> RECORDS TO USE:
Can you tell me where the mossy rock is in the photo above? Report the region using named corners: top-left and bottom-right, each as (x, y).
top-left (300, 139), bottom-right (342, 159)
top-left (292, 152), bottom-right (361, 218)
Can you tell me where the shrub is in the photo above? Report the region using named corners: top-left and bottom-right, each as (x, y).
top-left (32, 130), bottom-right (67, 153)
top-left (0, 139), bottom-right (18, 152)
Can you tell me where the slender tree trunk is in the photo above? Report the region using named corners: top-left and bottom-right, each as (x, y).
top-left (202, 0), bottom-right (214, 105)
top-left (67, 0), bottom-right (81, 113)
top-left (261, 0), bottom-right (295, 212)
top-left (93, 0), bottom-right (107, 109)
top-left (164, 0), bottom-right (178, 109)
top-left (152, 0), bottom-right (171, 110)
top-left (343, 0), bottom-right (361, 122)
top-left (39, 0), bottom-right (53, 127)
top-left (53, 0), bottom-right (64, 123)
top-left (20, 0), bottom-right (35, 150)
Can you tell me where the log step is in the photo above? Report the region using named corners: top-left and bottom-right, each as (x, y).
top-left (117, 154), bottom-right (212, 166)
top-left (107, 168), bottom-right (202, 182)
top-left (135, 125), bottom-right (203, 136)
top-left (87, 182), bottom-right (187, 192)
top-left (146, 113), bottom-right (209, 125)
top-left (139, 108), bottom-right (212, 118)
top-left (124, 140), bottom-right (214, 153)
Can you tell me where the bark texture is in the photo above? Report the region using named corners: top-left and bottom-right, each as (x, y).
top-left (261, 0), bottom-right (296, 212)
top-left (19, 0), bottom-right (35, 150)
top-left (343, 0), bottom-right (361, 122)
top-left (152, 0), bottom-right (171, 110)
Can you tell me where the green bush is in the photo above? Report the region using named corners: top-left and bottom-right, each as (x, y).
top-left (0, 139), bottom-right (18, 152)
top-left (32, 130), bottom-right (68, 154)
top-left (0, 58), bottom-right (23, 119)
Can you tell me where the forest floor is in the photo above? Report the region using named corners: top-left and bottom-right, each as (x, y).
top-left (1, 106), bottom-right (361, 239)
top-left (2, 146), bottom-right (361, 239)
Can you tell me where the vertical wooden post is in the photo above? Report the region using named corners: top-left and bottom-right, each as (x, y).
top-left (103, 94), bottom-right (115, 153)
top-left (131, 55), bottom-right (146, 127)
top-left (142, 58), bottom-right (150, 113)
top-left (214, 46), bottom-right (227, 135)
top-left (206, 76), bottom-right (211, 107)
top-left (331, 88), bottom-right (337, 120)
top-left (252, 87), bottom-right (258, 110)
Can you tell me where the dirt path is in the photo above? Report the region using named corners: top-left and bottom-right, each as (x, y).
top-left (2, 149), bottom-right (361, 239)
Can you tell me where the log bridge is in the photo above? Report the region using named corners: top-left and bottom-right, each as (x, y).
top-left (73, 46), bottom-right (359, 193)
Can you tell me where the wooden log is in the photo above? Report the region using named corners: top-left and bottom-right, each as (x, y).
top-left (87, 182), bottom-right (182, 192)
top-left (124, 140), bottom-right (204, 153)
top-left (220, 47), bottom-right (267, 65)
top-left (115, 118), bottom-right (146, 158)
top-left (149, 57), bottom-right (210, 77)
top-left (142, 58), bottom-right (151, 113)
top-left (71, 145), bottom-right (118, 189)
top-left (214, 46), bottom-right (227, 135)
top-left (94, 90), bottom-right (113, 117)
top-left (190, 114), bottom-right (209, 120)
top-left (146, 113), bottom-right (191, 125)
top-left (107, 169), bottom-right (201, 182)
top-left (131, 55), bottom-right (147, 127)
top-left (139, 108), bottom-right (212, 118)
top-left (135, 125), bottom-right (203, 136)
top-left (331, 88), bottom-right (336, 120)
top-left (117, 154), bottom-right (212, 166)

> REQUIRED WORK: Transcribe the full listing exactly, keeping every word as it is.

> RESULT FOR THIS TASK:
Can you tell me where the mossy rock is in the photo above? Report the region using named corners: top-left and bottom-right, each as (x, y).
top-left (300, 139), bottom-right (342, 159)
top-left (292, 152), bottom-right (361, 218)
Can you tell me where the shrub is in the photo above? Report the region using named corners: top-left and bottom-right, each as (x, y).
top-left (32, 130), bottom-right (67, 153)
top-left (0, 139), bottom-right (18, 152)
Can you tell me where the slender tree trunk is in the photo above? Report the region using named corners: top-left and bottom-right, each as (x, y).
top-left (202, 0), bottom-right (214, 105)
top-left (67, 0), bottom-right (81, 113)
top-left (261, 0), bottom-right (295, 212)
top-left (93, 0), bottom-right (107, 109)
top-left (164, 0), bottom-right (178, 109)
top-left (152, 0), bottom-right (171, 110)
top-left (343, 0), bottom-right (361, 122)
top-left (39, 0), bottom-right (53, 127)
top-left (53, 0), bottom-right (64, 123)
top-left (20, 0), bottom-right (35, 150)
Can you tell me where the log step is in the photo above? Report the region using named corners: top-left and bottom-right, each as (x, y).
top-left (117, 154), bottom-right (212, 166)
top-left (107, 168), bottom-right (202, 182)
top-left (135, 125), bottom-right (203, 136)
top-left (87, 182), bottom-right (187, 192)
top-left (146, 113), bottom-right (209, 125)
top-left (139, 108), bottom-right (212, 118)
top-left (124, 140), bottom-right (214, 153)
Can you tell me where the bark texture is in the photo above? Report the region using named corners: top-left and bottom-right, each as (x, y).
top-left (261, 0), bottom-right (296, 212)
top-left (19, 0), bottom-right (35, 150)
top-left (343, 0), bottom-right (361, 122)
top-left (152, 0), bottom-right (171, 110)
Can you tell me where the green bush is in the photo above? Report the region using named corners: top-left and bottom-right, each as (x, y).
top-left (0, 139), bottom-right (18, 152)
top-left (32, 130), bottom-right (68, 154)
top-left (0, 58), bottom-right (23, 119)
Can you tell me where the forest floor is in the photo above? Report the region using named corners: top-left and bottom-right, each as (x, y).
top-left (1, 106), bottom-right (361, 239)
top-left (2, 146), bottom-right (361, 239)
Can you tell me where the vertical wooden post is in the photo above? Report the region using named corners: top-left and bottom-right, each as (x, y).
top-left (103, 94), bottom-right (115, 153)
top-left (131, 55), bottom-right (146, 127)
top-left (142, 58), bottom-right (150, 113)
top-left (214, 46), bottom-right (227, 135)
top-left (206, 76), bottom-right (211, 107)
top-left (331, 88), bottom-right (337, 120)
top-left (252, 87), bottom-right (258, 110)
Can you tell me where the dirt path is in the photo above? Report the region using named corners: top-left and bottom-right, each as (x, y).
top-left (2, 149), bottom-right (361, 239)
Can you tell me where the log bridge is in the photo above? Report the region using named corners: top-left and bottom-right, each as (x, y).
top-left (73, 46), bottom-right (359, 193)
Can you tell me where the wooden log is in the photo above? Report the region using named corners: top-left and bottom-right, each as (x, y).
top-left (87, 182), bottom-right (182, 192)
top-left (124, 140), bottom-right (204, 153)
top-left (220, 47), bottom-right (267, 65)
top-left (115, 118), bottom-right (146, 158)
top-left (149, 57), bottom-right (210, 77)
top-left (142, 58), bottom-right (151, 113)
top-left (71, 145), bottom-right (118, 189)
top-left (214, 46), bottom-right (227, 135)
top-left (94, 90), bottom-right (113, 117)
top-left (190, 114), bottom-right (209, 120)
top-left (146, 113), bottom-right (191, 125)
top-left (107, 169), bottom-right (201, 182)
top-left (131, 55), bottom-right (147, 127)
top-left (139, 108), bottom-right (212, 118)
top-left (135, 125), bottom-right (203, 136)
top-left (331, 88), bottom-right (336, 120)
top-left (117, 154), bottom-right (212, 166)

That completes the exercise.